Each line of the records containing "pink" is to be copied out and returned.

(Beginning of Exercise input)

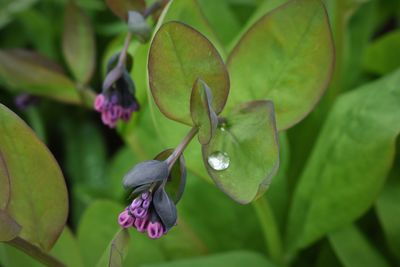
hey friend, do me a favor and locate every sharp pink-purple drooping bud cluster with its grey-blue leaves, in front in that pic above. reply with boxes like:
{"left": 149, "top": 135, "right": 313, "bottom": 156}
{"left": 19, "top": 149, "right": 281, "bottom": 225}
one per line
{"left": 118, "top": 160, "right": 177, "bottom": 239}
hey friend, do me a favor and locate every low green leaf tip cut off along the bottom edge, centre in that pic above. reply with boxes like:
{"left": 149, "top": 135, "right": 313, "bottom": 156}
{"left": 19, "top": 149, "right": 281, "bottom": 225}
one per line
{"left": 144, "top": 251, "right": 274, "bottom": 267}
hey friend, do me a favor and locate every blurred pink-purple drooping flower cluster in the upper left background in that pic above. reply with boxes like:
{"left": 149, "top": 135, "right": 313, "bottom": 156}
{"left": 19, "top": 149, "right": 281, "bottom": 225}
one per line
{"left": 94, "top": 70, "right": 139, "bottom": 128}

(End of Exercise input)
(Beginning of Exercise input)

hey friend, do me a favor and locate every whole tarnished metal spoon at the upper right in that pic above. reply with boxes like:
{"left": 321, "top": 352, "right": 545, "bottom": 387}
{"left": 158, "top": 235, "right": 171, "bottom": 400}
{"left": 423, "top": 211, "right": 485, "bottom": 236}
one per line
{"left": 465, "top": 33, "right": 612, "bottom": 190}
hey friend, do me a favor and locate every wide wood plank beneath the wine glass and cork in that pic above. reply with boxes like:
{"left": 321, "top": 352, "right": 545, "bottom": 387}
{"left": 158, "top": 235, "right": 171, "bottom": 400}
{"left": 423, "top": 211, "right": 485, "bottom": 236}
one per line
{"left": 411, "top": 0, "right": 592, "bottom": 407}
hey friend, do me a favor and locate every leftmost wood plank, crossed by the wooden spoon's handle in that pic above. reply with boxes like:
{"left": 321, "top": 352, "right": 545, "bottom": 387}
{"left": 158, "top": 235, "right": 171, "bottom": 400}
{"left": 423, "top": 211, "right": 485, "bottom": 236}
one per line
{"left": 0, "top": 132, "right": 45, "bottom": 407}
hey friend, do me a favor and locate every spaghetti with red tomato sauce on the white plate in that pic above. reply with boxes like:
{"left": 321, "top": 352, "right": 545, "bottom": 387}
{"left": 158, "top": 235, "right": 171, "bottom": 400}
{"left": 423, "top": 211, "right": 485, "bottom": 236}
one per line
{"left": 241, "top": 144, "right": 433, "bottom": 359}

(End of Exercise input)

Solution:
hey friend, do me a favor and locate every sharp pink-purple drooping bud cluster with its grey-blue leaves, in front in that pic above. reply with boxes like:
hey friend, do me a favor and locate every blurred pink-purple drooping flower cluster in the upper left background in that pic above. reply with boxes like:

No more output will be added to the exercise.